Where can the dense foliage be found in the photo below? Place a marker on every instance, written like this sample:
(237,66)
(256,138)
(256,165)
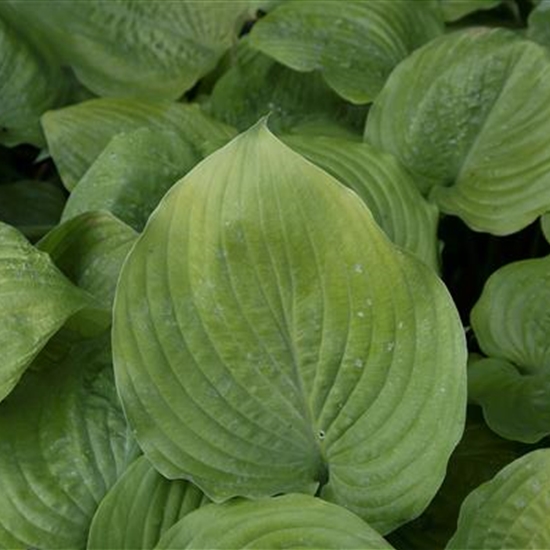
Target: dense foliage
(275,274)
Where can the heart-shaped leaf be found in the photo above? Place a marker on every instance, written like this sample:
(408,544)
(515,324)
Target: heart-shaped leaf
(63,443)
(140,507)
(269,338)
(290,521)
(511,511)
(77,134)
(355,44)
(385,187)
(511,324)
(455,114)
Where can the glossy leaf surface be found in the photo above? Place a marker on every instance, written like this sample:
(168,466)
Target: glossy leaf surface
(77,134)
(510,511)
(140,507)
(290,521)
(63,443)
(291,346)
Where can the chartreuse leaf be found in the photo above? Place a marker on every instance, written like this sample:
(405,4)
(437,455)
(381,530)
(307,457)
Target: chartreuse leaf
(385,187)
(36,300)
(269,338)
(455,114)
(538,24)
(131,175)
(34,207)
(63,444)
(77,134)
(256,85)
(26,89)
(90,249)
(511,324)
(140,507)
(510,511)
(141,49)
(354,44)
(456,9)
(477,458)
(290,521)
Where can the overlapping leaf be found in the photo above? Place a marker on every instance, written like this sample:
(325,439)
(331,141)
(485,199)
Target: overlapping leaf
(291,521)
(269,338)
(511,511)
(127,48)
(34,207)
(511,324)
(477,458)
(355,44)
(256,85)
(26,90)
(455,113)
(90,249)
(63,443)
(35,300)
(140,507)
(132,174)
(385,187)
(77,134)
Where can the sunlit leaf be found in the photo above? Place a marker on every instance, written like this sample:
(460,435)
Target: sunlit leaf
(63,444)
(132,174)
(140,507)
(511,511)
(290,348)
(354,44)
(77,134)
(385,187)
(455,114)
(290,521)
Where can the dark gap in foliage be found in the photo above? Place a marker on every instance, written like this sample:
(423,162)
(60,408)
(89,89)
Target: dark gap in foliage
(469,258)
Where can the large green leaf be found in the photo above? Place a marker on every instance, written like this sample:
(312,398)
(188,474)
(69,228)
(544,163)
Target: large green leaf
(34,207)
(291,521)
(539,24)
(90,249)
(511,324)
(140,507)
(30,84)
(269,338)
(77,134)
(456,114)
(132,174)
(511,511)
(63,443)
(355,44)
(130,48)
(385,187)
(35,301)
(477,458)
(256,85)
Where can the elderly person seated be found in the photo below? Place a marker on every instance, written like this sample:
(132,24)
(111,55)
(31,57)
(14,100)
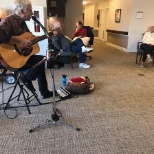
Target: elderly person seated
(148,45)
(81,32)
(62,44)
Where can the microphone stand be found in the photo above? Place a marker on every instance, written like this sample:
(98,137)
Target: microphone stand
(56,116)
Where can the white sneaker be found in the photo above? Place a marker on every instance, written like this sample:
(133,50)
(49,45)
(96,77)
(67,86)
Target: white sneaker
(83,65)
(86,49)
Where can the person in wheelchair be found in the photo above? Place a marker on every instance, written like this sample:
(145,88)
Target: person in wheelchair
(62,44)
(148,45)
(14,25)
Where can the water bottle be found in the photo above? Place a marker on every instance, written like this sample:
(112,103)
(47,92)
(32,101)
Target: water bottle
(64,80)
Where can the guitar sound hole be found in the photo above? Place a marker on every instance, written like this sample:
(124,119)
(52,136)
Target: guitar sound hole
(27,51)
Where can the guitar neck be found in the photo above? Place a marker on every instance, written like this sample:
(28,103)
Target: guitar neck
(34,41)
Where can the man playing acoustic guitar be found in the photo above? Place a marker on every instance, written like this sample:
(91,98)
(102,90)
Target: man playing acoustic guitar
(11,28)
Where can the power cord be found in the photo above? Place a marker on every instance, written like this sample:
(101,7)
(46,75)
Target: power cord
(10,113)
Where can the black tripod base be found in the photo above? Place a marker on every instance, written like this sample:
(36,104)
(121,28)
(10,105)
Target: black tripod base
(55,117)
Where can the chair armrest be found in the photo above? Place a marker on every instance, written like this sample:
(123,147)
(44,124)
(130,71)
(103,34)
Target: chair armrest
(139,44)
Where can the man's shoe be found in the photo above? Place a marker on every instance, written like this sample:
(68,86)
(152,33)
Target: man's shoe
(149,60)
(83,65)
(86,49)
(48,94)
(27,83)
(89,49)
(142,64)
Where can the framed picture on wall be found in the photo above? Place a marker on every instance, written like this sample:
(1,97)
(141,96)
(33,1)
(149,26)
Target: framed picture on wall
(32,25)
(117,15)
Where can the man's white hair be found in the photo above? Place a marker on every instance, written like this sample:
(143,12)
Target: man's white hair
(20,5)
(56,25)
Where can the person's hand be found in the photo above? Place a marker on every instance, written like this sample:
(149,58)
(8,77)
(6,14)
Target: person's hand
(76,29)
(25,43)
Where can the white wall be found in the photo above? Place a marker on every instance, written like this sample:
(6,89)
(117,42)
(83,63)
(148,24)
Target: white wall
(89,13)
(73,14)
(125,7)
(139,26)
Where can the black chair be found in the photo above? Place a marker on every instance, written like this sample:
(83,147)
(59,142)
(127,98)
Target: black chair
(139,53)
(90,34)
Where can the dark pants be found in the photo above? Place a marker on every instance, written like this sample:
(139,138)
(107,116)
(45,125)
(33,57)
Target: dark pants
(76,48)
(36,72)
(147,50)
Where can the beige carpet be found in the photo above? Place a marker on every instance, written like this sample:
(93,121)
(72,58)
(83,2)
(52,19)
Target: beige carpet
(116,118)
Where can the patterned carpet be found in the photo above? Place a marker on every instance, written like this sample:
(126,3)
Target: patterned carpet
(116,118)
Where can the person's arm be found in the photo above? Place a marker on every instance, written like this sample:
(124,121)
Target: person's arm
(75,33)
(55,42)
(84,32)
(22,42)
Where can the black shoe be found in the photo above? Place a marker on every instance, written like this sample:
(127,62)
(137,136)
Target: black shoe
(48,94)
(27,83)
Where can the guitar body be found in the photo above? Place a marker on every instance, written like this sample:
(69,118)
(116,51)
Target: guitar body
(11,57)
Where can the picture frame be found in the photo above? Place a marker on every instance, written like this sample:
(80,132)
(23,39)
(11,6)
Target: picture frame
(117,15)
(139,15)
(34,28)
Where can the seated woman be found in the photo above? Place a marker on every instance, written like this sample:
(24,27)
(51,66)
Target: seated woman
(81,32)
(62,44)
(148,45)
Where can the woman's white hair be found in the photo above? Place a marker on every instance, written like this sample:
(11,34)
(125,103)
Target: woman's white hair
(56,25)
(20,5)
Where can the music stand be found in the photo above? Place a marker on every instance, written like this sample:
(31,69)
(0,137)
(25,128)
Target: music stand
(56,115)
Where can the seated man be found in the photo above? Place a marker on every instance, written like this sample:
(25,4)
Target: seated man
(147,45)
(81,32)
(14,25)
(62,44)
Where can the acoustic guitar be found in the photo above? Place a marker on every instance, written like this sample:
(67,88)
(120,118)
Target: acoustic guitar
(15,56)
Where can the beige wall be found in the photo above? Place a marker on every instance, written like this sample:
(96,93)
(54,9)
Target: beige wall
(73,12)
(129,23)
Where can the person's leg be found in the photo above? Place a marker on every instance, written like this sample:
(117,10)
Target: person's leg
(39,73)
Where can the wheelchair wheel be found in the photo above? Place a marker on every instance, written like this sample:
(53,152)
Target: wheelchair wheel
(10,79)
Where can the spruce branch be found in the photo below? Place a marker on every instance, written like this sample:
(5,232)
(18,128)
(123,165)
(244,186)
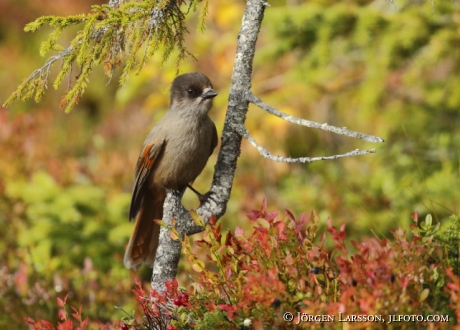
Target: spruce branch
(120,33)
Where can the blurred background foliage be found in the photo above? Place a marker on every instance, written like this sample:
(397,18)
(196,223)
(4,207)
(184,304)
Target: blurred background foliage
(381,68)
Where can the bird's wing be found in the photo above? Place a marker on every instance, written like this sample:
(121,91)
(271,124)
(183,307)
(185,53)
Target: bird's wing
(147,158)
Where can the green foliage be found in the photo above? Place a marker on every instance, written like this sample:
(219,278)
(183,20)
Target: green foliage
(133,32)
(67,225)
(68,240)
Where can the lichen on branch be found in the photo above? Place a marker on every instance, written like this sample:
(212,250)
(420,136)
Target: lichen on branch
(123,34)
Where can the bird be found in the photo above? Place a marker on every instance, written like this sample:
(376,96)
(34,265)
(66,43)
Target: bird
(174,153)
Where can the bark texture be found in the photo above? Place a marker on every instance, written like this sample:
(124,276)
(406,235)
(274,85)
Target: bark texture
(168,253)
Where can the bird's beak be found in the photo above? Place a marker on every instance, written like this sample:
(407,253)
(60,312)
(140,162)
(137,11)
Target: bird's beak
(209,94)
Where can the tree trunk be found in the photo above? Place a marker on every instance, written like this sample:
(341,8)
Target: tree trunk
(168,252)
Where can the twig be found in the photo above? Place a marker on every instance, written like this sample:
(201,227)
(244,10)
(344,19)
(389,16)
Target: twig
(264,152)
(303,122)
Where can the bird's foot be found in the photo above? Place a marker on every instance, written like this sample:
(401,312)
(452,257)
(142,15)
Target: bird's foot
(202,197)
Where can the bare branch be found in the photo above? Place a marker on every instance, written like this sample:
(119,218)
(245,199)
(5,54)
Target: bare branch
(264,152)
(303,122)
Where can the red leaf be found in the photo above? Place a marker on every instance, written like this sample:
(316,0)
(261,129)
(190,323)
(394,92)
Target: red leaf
(62,314)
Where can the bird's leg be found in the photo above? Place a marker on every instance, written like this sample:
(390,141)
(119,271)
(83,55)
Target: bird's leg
(201,197)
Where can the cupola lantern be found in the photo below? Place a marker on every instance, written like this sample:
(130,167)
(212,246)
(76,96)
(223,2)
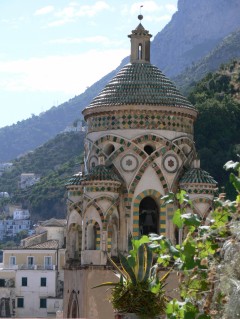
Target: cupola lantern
(140,44)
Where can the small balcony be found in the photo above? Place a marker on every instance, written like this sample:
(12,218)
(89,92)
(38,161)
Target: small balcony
(31,267)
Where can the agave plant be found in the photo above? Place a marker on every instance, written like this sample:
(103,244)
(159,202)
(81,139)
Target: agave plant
(139,290)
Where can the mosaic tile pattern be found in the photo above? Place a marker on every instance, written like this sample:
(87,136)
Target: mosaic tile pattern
(198,189)
(98,233)
(109,239)
(184,140)
(97,207)
(75,193)
(162,212)
(145,120)
(197,176)
(109,213)
(205,201)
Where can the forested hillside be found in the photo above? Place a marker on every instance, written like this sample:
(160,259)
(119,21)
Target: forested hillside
(227,50)
(217,99)
(193,32)
(55,162)
(26,135)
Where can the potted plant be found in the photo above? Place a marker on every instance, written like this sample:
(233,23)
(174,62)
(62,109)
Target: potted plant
(139,292)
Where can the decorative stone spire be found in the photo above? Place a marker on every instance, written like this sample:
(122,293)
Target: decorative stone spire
(140,44)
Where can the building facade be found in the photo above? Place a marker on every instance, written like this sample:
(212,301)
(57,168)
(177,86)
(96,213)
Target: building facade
(32,277)
(139,147)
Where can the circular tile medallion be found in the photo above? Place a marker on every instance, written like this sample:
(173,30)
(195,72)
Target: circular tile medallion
(170,163)
(129,163)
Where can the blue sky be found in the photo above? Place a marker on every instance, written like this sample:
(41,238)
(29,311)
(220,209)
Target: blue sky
(51,50)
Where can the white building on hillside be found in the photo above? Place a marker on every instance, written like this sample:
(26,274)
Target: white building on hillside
(36,269)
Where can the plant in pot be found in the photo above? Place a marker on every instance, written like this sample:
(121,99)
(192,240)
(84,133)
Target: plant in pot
(139,293)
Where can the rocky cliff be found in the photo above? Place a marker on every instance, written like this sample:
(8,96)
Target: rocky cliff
(195,29)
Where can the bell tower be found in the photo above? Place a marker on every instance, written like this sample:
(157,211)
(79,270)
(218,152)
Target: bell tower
(140,44)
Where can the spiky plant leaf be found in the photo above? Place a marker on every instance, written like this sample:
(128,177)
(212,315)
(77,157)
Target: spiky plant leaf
(128,269)
(149,259)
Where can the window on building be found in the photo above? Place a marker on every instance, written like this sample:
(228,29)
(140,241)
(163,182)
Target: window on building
(43,281)
(12,260)
(2,282)
(24,281)
(20,302)
(43,303)
(47,262)
(30,261)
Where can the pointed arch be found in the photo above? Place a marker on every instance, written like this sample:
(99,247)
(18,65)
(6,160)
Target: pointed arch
(162,212)
(92,228)
(73,306)
(94,203)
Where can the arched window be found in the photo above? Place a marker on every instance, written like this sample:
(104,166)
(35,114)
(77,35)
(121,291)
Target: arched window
(148,216)
(91,237)
(140,51)
(109,149)
(149,149)
(73,307)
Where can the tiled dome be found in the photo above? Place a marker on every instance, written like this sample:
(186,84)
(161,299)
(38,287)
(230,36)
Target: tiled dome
(197,176)
(140,84)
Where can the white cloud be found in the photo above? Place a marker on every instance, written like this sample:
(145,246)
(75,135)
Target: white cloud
(95,40)
(74,11)
(171,8)
(68,74)
(44,10)
(152,11)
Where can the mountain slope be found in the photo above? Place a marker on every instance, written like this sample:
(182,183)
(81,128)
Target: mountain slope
(26,135)
(226,50)
(195,29)
(217,138)
(54,161)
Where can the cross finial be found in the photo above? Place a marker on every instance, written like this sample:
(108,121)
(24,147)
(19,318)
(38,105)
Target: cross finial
(140,16)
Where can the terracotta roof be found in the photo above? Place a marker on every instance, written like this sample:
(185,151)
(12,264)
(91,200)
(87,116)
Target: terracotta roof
(98,173)
(75,180)
(140,84)
(197,176)
(54,222)
(102,173)
(49,244)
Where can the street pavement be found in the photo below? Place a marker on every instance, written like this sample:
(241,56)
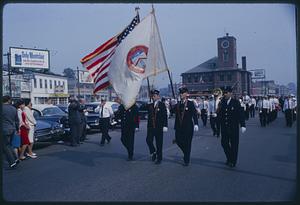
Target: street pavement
(265,171)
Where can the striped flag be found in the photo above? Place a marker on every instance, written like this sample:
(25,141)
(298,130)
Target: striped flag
(98,62)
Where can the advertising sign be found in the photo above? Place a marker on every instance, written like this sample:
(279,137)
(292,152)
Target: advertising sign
(258,73)
(29,58)
(85,77)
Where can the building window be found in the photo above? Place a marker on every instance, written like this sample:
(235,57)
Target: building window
(41,83)
(34,82)
(221,77)
(229,77)
(225,56)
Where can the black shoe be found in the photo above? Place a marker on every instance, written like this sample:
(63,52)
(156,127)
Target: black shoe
(185,164)
(130,159)
(158,162)
(13,165)
(153,156)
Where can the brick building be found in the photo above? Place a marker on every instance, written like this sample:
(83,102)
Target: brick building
(219,71)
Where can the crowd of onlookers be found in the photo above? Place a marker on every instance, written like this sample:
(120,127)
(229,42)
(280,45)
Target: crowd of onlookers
(18,125)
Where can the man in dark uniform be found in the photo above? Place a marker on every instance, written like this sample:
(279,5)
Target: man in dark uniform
(231,116)
(184,126)
(83,120)
(74,121)
(129,123)
(157,124)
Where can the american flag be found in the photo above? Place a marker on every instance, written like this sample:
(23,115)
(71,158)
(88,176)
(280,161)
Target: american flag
(98,62)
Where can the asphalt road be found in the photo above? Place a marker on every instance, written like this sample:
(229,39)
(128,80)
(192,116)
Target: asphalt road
(266,170)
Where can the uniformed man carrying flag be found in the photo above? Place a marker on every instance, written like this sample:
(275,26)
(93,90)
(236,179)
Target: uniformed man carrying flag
(231,116)
(186,122)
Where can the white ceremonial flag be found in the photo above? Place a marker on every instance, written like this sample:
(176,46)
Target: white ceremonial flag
(138,56)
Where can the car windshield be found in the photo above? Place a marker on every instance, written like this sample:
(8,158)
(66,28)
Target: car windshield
(53,111)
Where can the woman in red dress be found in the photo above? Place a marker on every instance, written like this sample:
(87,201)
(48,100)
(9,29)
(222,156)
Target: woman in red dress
(24,128)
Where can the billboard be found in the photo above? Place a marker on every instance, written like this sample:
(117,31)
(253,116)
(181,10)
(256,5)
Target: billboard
(258,74)
(29,58)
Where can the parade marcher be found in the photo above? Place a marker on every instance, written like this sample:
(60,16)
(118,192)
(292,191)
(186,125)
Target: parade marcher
(10,125)
(186,122)
(212,110)
(105,113)
(83,121)
(252,107)
(247,102)
(204,110)
(32,123)
(288,110)
(259,108)
(231,116)
(24,129)
(74,121)
(265,111)
(157,124)
(129,123)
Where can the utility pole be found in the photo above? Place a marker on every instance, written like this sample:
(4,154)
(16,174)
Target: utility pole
(78,82)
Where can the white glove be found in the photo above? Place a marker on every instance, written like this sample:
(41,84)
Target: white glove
(243,129)
(165,129)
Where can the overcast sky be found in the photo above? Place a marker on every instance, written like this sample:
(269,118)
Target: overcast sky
(265,33)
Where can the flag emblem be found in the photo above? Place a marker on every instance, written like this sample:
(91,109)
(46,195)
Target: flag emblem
(136,58)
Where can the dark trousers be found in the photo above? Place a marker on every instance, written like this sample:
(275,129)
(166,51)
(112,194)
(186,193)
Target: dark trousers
(104,127)
(264,116)
(247,112)
(156,133)
(230,144)
(288,117)
(215,125)
(204,117)
(184,142)
(82,131)
(252,111)
(75,132)
(7,148)
(127,139)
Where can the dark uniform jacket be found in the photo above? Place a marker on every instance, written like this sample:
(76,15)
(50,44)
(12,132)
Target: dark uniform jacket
(231,115)
(185,115)
(129,118)
(73,111)
(157,116)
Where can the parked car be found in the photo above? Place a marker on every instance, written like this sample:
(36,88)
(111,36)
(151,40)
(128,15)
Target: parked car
(47,131)
(54,114)
(93,117)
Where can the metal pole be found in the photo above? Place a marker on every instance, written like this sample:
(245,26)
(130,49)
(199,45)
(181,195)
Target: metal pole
(78,85)
(9,74)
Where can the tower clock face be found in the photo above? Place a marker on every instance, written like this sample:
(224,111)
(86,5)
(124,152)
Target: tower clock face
(225,44)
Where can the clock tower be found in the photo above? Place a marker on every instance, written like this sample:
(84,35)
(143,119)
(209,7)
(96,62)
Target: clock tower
(227,52)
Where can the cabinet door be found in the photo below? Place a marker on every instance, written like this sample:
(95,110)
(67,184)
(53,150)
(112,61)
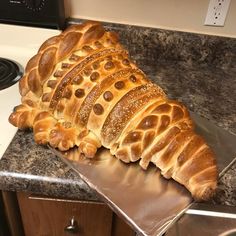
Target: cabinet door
(50,217)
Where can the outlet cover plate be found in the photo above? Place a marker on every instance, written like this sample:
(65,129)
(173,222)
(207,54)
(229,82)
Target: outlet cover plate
(217,11)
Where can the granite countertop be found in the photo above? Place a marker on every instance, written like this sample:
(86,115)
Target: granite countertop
(206,88)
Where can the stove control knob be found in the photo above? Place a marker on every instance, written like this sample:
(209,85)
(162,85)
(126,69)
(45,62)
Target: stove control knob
(34,5)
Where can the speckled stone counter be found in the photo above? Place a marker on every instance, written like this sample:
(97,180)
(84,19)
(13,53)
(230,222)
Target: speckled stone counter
(198,70)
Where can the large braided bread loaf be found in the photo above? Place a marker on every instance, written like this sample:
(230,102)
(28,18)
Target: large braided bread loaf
(81,89)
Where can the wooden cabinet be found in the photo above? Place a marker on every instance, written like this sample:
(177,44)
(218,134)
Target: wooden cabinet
(60,217)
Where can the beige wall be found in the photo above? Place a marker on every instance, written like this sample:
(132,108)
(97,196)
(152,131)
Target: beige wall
(183,15)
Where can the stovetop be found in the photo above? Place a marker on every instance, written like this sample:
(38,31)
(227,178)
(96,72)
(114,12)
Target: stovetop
(10,73)
(17,44)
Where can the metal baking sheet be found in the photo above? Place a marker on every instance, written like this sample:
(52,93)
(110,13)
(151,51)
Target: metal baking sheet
(145,200)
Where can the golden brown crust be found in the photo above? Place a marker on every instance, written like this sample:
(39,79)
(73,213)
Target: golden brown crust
(81,89)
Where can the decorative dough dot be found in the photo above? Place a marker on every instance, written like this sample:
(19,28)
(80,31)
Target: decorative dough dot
(87,71)
(96,65)
(79,93)
(78,80)
(67,93)
(94,76)
(119,85)
(133,78)
(98,109)
(108,96)
(52,83)
(87,48)
(109,65)
(126,62)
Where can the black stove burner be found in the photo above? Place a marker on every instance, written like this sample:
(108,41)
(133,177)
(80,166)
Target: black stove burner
(10,73)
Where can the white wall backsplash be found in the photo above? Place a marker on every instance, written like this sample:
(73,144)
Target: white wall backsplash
(184,15)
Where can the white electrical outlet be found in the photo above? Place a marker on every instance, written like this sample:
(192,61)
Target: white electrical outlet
(217,11)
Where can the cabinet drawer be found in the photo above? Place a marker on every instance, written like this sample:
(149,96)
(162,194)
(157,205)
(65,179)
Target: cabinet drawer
(49,217)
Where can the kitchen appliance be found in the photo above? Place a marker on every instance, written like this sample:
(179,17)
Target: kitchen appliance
(17,45)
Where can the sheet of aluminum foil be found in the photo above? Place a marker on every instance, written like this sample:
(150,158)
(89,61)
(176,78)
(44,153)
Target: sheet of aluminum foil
(149,203)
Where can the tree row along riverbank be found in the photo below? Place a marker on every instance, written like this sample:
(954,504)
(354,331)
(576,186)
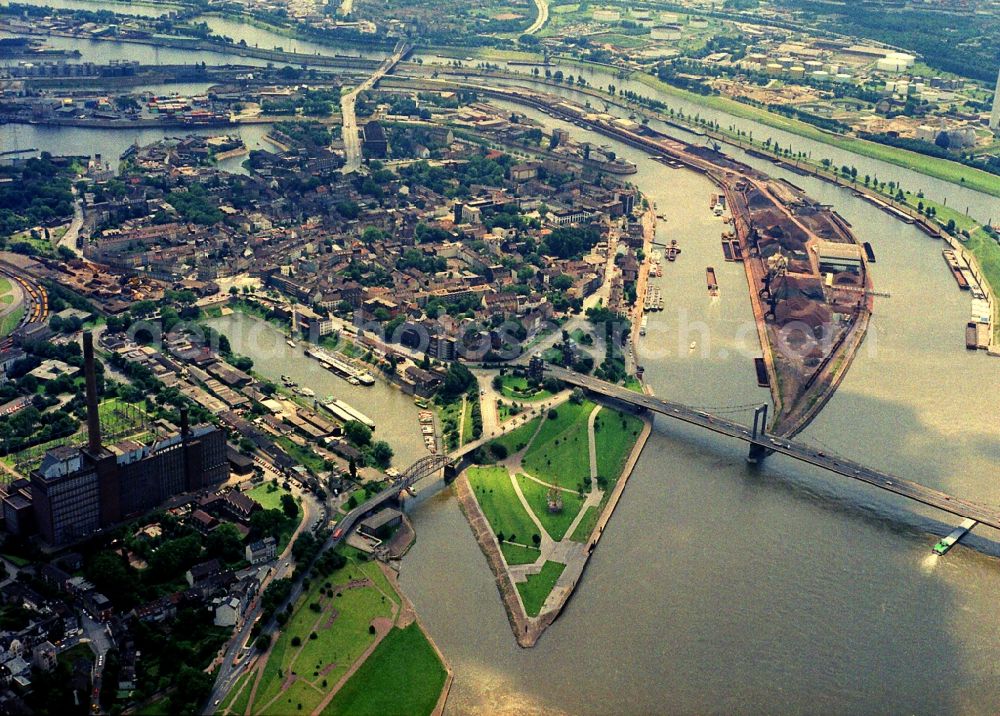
§ §
» **Task goal**
Report each line of the material above where the word "below" appears.

» **Answer area**
Where can the dense foliage be found in the photo below? Place a marker on every instance, written like this sample:
Where can the elderly person seated be found in the photo below? Place a marker on every instance, written like this sample:
Where can the spruce branch be found in the photo below? Place a marker on every instance, written like this sample:
Where can the cupola lantern be found in the photo below? Place a marker on every instance, written like this sample:
Where can the street pavement be found in the photo below? Place a marker on every instance, written like this sample:
Where can the cabinet door be found in the photo below? Place a marker on every instance, written like this sample:
Where can the tree row along riverbank be found in the photo below? Place a marker on every instance, written like this sample:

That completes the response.